Yeah, I don't get negged or +repped often, I don't post much either.


----------



## Wan (Mar 18, 2013)

Qinglong said:


> The point
> 
> 
> 
> ...



What point?  I thought we were now talking about me using the "newer" assumptions to back up my claims in the Gaara vs. Aang thread.  I still haven't found an example of me doing that in the thread.  I want to get to the bottom of this, or do you just want to drop it?


----------



## Bullbob (Mar 18, 2013)

Wow, the level of wanking  he did in that thread coupled with a "all speed equalized" clause tells me that the OP should stick to posting in the other sections... I specially laughed at the  rock shield argument he kept making in that thread and implying that Gaara couldn't pierce through it fast enough...
Edit: just corrected a word


----------



## Qinglong (Mar 18, 2013)

The point was the newer assumptions (PIS CIS Off BL on) were assumed in that thread and the majority of '12 threads since before I joined with the assumptions thread only being brought up a handful a times (Saito's thread and one other being the most recent examples I can think of)

Wally or MM takes this alone, lolcombatspeedfallacy argument, YJ wins


----------



## Bullbob (Mar 18, 2013)

OP is the Nick Diaz of thread makinf. You give him an argument, then claims it's not really an argument in his eye so you have to make up another one since this one isn'tvalid to him loll. Makes me laugh when he keeps saying "so anyone is gonna argue and give arguments now" when the last 10  posts have 5 different arguments as to why his cherished Avatar team gets raped.


----------



## Wan (Mar 18, 2013)

Qinglong said:


> The point was the newer assumptions (PIS CIS Off BL on) were assumed in that thread and the majority of '12 threads since before I joined with the assumptions thread only being brought up a handful a times (Saito's thread and one other being the most recent examples I can think of)
> 
> Wally or MM takes this alone, lolcombatspeedfallacy argument, YJ wins



Oh, so you're not saying that I specifically used the "bloodlust means no CIS" assumption?  Then I'm not sure what the point of bringing up my past thread was at all.


----------



## Qinglong (Mar 18, 2013)

I'll take that as you failing to come up with any counter argument to YJ winning


----------



## Wan (Mar 18, 2013)

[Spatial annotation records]

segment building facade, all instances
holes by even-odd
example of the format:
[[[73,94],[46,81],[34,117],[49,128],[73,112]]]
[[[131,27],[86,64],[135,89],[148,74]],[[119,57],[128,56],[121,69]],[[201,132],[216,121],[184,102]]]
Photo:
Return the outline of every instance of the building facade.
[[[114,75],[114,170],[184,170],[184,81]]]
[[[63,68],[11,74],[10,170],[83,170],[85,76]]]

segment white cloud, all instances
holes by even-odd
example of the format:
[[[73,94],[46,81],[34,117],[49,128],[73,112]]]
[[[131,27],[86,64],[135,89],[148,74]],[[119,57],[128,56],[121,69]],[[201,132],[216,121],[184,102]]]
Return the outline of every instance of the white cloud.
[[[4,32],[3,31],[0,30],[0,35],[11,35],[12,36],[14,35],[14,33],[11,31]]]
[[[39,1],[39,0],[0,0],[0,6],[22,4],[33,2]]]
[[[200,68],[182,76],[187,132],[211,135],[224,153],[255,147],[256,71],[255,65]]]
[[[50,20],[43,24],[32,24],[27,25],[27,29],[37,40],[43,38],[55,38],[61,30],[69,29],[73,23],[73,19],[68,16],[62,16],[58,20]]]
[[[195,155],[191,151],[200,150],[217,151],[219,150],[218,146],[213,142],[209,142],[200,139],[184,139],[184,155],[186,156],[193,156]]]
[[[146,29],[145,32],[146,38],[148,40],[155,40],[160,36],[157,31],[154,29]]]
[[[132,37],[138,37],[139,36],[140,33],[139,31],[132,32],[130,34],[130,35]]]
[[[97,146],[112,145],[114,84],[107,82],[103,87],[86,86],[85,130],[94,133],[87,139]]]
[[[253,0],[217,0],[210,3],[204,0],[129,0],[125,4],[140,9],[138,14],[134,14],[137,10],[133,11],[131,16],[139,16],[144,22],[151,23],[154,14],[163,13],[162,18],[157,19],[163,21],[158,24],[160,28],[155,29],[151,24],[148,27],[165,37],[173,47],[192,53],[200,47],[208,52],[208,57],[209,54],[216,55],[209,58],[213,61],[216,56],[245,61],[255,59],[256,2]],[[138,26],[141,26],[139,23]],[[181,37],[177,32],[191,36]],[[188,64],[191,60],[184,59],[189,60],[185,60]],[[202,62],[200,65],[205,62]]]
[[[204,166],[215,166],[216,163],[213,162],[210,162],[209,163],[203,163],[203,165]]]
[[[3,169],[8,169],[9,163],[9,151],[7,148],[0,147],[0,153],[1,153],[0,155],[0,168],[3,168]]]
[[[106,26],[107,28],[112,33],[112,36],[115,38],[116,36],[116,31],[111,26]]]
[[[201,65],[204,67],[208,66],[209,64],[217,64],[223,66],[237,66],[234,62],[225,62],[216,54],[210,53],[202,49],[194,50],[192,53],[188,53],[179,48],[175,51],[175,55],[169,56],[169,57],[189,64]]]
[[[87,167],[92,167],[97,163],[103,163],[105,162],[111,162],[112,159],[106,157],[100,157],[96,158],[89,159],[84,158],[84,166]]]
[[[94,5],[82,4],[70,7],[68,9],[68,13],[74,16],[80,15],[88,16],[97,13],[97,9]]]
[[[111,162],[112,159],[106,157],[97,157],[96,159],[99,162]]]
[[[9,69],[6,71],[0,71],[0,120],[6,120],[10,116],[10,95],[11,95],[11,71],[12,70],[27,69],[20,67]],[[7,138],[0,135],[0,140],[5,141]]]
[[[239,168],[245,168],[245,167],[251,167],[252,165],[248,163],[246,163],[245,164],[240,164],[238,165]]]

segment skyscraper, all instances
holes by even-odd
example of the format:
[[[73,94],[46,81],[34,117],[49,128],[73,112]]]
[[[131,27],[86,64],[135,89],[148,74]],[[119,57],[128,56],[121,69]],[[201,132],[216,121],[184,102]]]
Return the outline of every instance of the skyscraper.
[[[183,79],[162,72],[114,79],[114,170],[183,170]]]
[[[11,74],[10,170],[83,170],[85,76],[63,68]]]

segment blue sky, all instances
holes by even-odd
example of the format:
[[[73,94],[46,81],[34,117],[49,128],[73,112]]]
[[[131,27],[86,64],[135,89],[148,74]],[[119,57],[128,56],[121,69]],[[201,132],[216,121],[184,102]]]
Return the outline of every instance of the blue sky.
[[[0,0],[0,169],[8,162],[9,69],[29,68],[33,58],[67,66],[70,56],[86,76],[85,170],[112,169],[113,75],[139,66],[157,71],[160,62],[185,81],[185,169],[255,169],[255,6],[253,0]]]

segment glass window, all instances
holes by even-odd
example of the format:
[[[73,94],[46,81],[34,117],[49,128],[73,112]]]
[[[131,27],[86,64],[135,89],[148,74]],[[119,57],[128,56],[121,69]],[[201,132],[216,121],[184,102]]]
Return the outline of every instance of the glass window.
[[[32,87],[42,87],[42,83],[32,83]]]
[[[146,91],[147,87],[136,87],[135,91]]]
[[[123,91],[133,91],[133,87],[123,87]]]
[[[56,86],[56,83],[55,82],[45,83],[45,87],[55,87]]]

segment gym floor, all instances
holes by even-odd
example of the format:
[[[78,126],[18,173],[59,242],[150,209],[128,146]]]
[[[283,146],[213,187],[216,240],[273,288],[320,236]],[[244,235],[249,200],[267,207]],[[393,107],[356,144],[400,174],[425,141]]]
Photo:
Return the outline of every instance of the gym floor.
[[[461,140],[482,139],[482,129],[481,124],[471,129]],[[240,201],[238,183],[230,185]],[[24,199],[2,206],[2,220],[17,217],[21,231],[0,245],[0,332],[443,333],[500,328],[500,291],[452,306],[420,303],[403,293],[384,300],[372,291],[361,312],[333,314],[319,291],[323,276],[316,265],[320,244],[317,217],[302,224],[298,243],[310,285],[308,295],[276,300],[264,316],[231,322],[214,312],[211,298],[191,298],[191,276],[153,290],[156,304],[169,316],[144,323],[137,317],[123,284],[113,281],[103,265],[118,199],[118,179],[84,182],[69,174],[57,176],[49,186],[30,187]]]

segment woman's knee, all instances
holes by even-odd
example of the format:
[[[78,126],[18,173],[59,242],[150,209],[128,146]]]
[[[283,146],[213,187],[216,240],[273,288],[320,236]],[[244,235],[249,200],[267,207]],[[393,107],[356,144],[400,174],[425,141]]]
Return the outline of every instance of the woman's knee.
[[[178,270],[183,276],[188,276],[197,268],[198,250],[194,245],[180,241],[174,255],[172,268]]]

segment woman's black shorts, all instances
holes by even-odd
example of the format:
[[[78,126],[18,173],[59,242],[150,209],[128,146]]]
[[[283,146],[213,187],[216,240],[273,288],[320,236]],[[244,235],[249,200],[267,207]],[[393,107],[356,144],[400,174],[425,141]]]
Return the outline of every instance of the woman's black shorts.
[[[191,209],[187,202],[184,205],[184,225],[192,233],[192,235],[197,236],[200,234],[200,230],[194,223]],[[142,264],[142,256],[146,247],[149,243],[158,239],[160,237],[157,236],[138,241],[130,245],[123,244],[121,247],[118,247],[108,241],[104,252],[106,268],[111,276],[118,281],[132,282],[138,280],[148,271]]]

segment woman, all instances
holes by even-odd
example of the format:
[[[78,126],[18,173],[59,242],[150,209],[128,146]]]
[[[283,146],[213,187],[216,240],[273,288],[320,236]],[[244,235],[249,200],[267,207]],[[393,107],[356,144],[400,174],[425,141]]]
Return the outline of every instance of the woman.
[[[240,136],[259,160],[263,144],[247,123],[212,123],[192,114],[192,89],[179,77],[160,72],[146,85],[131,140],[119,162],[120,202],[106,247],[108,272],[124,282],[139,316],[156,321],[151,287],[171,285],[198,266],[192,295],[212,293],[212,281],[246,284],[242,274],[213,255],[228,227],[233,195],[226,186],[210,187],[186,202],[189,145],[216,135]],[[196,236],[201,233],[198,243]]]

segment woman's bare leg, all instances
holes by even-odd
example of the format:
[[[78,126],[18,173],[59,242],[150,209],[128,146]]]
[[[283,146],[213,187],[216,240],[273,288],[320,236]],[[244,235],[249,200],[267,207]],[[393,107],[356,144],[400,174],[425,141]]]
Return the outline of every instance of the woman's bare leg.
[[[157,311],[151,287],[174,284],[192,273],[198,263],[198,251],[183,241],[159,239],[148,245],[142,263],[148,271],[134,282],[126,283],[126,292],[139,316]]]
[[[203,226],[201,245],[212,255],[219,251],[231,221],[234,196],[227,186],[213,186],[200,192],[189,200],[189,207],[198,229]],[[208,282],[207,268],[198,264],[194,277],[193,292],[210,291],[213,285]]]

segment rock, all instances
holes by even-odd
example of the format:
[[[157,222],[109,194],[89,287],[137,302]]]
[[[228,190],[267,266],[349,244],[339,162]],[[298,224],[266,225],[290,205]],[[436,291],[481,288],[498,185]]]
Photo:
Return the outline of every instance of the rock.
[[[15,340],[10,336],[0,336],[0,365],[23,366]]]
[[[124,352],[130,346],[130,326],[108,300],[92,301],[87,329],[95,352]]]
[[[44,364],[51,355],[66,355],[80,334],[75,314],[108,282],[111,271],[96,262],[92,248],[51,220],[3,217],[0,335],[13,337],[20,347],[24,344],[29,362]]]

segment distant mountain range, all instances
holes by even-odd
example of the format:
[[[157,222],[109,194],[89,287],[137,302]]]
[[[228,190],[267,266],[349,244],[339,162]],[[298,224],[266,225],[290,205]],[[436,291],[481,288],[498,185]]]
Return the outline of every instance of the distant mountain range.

**PROBLEM:** Summarize the forum thread excerpt in three sentences.

**FINAL RESULT:** Wan asks Qinglong what point is meant and says no example has turned up of Wan using the "newer" assumptions in the Gaara vs. Aang thread. Qinglong answers that those assumptions (PIS, CIS off, BL on) were assumed in that thread and in most '12 threads, and holds that YJ wins. Bullbob mocks the original poster for dismissing the arguments offered, Wan questions why the past thread was brought up at all, and Qinglong treats that reply as a failure to counter YJ winning.